:: DOCUMENT SEGMENT ::
_____
We may live in a small state, but big things do happen here. On Sunday, we had the opportunity to sit in on a Q&A session with Hunger Games movie producer, Jon Kilik, who who addressed everything from why the Cornucopia is gray instead of gold to (sort of) why Peeta didn’t lose his leg.
Kilik graduated from the University of Vermont in the 1970s and still has strong ties to the community. He spoke to two groups of moviegoers at special ticketed showings at the Williston, Vt. Majestic 10 movie theater after the screenings. (To make the $20 ticket fee even more worthwhile, the event was a fundraising effort for the UVM Film and Television Studies Department, in memory of a beloved professor, Lucille Jarvis, and it raised about $5,000.)
Before the Q&A, we hadn’t realized just how impressive and varied is Mr. Kilik’s resume. He’s produced some of the most provocative, beautifully made, unconventional films of the past 25 years, including Do the Right Thing, Malcolm X, Dead Man Walking, Basquiat, Pleasantville, The Diving Bell and the Butterfly, Berlin, the upcoming The Comedian, and many more. He’s got nearly 40 films to his credit, from comedies to intense dramas to documentaries. His interest in telling true stories both faithfully and dramatically helps explain why The Hunger Games stays so close to the book. (Also helpful, of course, was Suzanne Collins’s role — she’s an industry veteran — as screenwriter and executive producer.)
_____
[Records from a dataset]
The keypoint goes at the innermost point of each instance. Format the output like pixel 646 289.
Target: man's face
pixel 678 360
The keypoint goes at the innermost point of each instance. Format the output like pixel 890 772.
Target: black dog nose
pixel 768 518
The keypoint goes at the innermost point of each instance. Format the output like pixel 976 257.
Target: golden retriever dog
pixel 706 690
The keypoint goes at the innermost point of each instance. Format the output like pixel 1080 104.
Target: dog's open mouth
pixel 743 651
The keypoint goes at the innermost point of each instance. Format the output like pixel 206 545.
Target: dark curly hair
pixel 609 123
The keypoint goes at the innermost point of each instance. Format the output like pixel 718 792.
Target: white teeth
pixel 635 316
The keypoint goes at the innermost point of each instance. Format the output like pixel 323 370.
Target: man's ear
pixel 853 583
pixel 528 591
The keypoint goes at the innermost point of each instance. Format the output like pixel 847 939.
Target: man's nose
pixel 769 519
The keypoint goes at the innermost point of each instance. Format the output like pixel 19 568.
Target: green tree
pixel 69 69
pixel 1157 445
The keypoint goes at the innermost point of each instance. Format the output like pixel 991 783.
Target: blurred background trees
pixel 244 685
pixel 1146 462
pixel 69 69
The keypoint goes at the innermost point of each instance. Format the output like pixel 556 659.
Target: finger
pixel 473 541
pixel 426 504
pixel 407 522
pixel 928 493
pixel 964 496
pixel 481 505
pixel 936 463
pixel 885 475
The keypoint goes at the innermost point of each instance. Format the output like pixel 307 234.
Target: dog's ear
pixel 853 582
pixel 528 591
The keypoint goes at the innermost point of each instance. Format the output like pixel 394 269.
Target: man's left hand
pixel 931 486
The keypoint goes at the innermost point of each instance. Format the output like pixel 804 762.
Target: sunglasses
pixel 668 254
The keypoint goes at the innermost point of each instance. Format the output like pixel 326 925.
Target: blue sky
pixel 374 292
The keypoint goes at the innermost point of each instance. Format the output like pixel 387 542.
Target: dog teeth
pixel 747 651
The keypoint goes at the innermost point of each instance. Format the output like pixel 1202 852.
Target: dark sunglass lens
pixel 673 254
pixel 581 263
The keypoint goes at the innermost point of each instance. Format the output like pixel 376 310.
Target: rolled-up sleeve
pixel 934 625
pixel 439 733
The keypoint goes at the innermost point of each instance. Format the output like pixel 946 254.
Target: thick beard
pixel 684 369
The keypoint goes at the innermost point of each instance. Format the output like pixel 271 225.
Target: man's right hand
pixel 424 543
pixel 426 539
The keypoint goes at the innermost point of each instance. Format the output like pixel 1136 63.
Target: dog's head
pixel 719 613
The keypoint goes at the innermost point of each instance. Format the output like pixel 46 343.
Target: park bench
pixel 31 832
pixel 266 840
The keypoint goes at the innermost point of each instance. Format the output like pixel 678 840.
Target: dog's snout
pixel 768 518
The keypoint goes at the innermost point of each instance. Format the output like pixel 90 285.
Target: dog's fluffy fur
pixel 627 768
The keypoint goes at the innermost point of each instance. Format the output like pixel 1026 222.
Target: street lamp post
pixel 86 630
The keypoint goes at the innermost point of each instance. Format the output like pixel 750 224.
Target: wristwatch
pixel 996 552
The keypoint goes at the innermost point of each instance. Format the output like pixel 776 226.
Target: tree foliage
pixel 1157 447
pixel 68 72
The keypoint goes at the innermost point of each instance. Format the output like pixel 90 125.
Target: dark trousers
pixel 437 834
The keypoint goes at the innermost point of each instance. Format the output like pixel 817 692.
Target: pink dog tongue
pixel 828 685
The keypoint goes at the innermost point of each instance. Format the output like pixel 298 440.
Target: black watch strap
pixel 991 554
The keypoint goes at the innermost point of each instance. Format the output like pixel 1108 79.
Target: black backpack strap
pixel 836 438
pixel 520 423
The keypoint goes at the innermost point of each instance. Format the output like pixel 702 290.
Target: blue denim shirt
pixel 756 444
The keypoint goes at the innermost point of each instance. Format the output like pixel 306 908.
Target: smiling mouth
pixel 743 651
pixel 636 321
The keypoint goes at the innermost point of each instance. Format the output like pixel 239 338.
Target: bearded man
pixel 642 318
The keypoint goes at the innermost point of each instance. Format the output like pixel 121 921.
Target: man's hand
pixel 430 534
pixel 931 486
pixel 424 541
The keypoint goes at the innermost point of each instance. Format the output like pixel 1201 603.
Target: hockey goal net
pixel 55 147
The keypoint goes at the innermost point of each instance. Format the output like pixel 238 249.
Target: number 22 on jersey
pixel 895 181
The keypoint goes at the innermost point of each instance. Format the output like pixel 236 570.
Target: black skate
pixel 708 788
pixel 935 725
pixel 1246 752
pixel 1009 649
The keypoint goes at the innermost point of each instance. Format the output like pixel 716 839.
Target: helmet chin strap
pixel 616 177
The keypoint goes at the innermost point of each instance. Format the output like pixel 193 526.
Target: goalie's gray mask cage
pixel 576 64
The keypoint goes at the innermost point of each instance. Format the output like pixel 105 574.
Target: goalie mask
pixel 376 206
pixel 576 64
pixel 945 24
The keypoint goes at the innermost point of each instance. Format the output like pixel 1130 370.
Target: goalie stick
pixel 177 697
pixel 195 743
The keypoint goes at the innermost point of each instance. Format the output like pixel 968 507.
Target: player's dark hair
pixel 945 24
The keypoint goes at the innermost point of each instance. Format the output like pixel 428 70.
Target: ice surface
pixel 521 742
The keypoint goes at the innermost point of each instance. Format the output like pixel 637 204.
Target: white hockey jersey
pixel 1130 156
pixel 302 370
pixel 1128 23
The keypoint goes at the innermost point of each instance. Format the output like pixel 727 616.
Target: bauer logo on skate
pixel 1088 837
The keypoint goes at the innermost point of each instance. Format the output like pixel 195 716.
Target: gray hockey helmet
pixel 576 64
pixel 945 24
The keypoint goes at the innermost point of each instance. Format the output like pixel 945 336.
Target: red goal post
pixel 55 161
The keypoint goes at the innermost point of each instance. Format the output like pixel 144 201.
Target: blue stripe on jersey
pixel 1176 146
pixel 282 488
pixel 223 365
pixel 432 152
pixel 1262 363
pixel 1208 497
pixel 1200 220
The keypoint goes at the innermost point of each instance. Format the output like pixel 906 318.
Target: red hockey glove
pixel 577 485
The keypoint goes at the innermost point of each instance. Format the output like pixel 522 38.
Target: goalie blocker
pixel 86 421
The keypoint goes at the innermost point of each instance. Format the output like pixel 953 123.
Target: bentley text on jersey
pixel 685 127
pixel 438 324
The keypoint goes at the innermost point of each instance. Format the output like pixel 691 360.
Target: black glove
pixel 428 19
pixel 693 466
_____
:: TASKS AND EXERCISES ::
(1) In the article about the Jon Kilik Q&A, roughly how much money did the special screenings raise?
(2) Write the next part of the article about the Jon Kilik Q&A, starting after its final sentence.

:: PER-TASK ANSWERS ::
(1) About $5,000.

(2)
What follows is as close a verbatim accounting of some of the questions and answers as my thumbs could manage on my iPhone. My fingers were flying! The audience members came up with some terrific questions, and I was impressed by Mr. Kilik’s thoughtful, good-humored responses. He was wonderful. I’ve paraphrased anything I wasn’t able to quote exactly, so you’ll be able to distinguish between what he actually said (in quotes) and what I took away from what he said (not in quotes). Often, he said much more during a response than I could capture. It was a treasure of an opportunity for someone who loves both books and film, and I’m still aglow at having been there.
For a more proper interview (and there are many out there!), check out this one in Vermont’s arts weekly, Seven Days.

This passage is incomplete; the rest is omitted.